● TEXTE SOURCE:
::::::::

Et maintenant, en présence du mécanisme psychique que nous venons de décrire, quel rôle revient encore à ces facteurs auxquels les auteurs attachent une importance primordiale : troubles circulatoires, fatigue, excitation, distraction, troubles de l’attention ? Cette question mérite un examen attentif. Remarquez bien que nous ne contestons nullement l’action de ces facteurs. Et, d’ailleurs, il n’arrive pas souvent à la psychanalyse de contester ce qui est affirmé par d’autres ; généralement, elle ne fait qu’y ajouter du nouveau et, à l’occasion, il se trouve que ce qui avait été omis par d’autres et ajouté par elle constitue précisément l’essentiel. L’influence des dispositions physiologiques, résultant de malaises, de troubles circulatoires, d’états d’épuisement, sur la production de lapsus doit être reconnue sans réserves. Votre expérience personnelle et journalière suffit à vous rendre évidente cette influence. Mais que cette explication explique peu ! Et, tout d’abord, les états que nous venons d’énumérer ne sont pas les conditions nécessaires de l’acte manqué. Le lapsus se produit tout aussi bien en pleine santé, en plein état normal. Ces facteurs somatiques n’ont de valeur qu’en tant qu’ils facilitent et favorisent le mécanisme psychique particulier du lapsus. Je me suis servi un jour, pour illustrer ce rapport, d’une comparaison que je vais reprendre aujourd’hui, car je ne saurais la remplacer par une meilleure. Supposons, qu’en traversant par une nuit obscure un lieu désert, je sois attaqué par un rôdeur qui me dépouille de ma montre et de ma bourse et qu’après avoir été ainsi volé par ce malfaiteur, dont je n’ai pu discerner le visage, j’aille déposer une plainte au commissariat de police le plus proche en disant : « la solitude et l’obscurité viennent de me dépouiller de mes bijoux » ; le commissaire pourra alors me répondre : « il me semble que vous avez tort de vous en tenir à cette explication ultra-mécaniste. Si vous le voulez bien, nous nous représenterons plutôt la situation de la manière suivante : protégé par l’obscurité, favorisé par la solitude, un voleur inconnu vous a dépouillé de vos objets de valeur. Ce qui, à mon avis, importe le plus dans votre cas, c’est de retrouver le voleur ; alors seulement nous aurons quelques chances de lui reprendre les objets qu’il vous a volés ».

::::::::

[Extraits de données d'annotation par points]

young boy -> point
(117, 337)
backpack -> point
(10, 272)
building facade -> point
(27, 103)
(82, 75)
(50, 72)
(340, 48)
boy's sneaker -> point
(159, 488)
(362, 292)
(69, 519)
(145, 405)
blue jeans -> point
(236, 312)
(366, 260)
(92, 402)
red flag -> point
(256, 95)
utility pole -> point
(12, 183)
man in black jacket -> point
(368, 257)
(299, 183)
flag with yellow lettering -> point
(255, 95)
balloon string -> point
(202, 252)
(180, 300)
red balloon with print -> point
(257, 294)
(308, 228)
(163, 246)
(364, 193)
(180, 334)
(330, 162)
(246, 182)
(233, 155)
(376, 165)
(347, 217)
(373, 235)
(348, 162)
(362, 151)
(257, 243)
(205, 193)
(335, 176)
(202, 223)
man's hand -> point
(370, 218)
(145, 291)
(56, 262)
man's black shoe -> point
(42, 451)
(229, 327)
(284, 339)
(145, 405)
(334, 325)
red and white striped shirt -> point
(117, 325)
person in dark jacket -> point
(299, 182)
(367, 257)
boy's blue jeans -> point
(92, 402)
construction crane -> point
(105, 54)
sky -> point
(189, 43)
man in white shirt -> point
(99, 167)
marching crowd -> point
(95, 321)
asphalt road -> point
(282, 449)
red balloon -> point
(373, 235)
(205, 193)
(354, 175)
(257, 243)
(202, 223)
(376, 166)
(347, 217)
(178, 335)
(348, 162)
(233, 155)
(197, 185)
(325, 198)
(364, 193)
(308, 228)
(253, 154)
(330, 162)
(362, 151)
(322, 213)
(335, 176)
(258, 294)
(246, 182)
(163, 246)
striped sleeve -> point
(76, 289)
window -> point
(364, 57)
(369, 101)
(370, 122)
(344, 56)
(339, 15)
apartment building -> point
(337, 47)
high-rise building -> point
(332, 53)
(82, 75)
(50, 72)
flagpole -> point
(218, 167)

::::::::

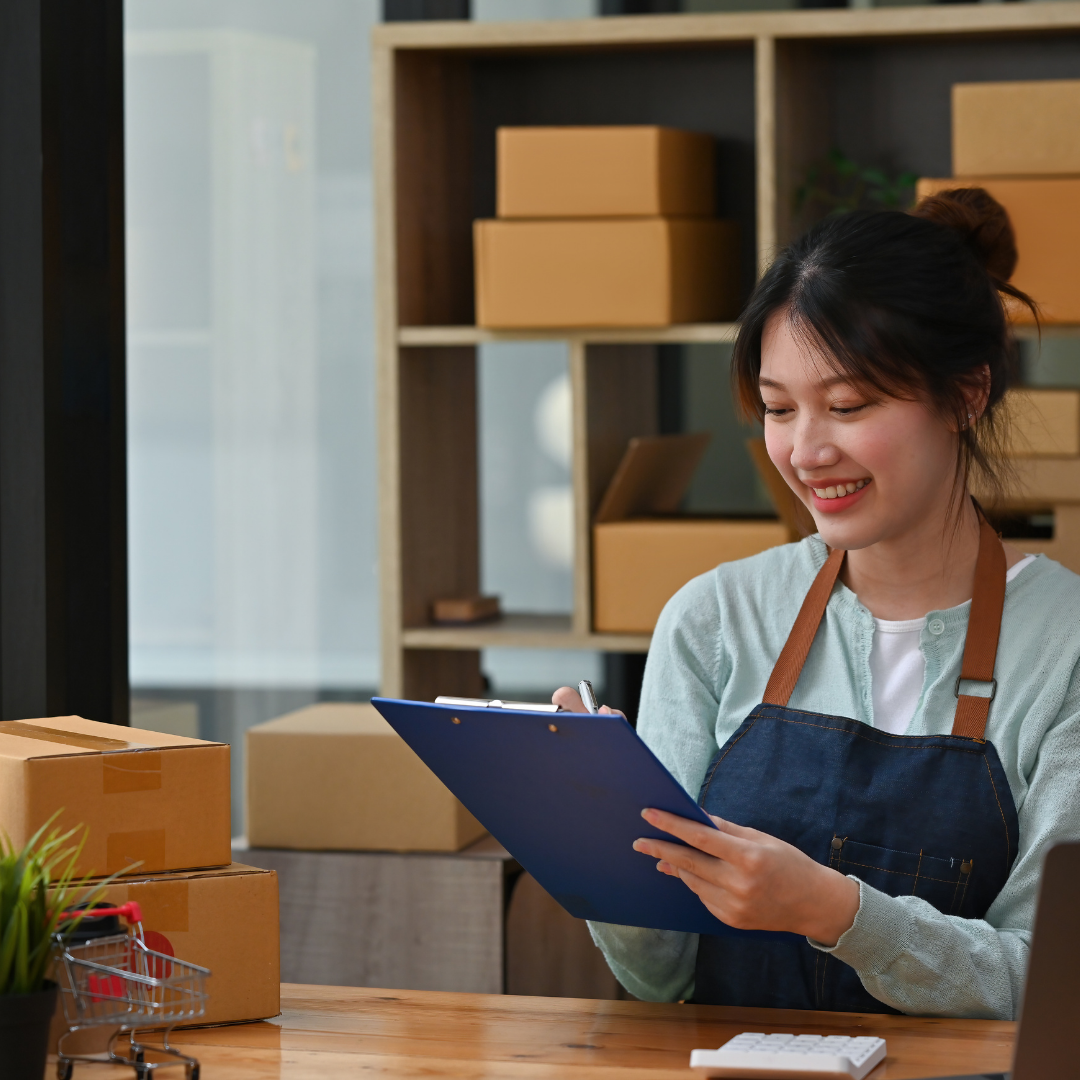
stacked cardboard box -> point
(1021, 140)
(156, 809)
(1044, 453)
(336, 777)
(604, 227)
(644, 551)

::::::::

● CONSIGNE A:
Répondez aux questions suivantes d'après le texte source.
(i) À quels facteurs les auteurs attachent-ils une importance primordiale ?
(ii) Dans la comparaison, de quels objets le rôdeur dépouille-t-il la personne attaquée ?
(iii) Selon le commissaire, qu'est-ce qui importe le plus dans ce cas ?
● CONSIGNE B: Extrayez des entrées chaque ligne où figure la chaîne « striped ».

● RÉPONSE COMPLÈTE A:
(i) Les troubles circulatoires, la fatigue, l'excitation, la distraction et les troubles de l'attention.
(ii) De sa montre et de sa bourse.
(iii) Retrouver le voleur.

● RÉPONSE COMPLÈTE B:
red and white striped shirt -> point
striped sleeve -> point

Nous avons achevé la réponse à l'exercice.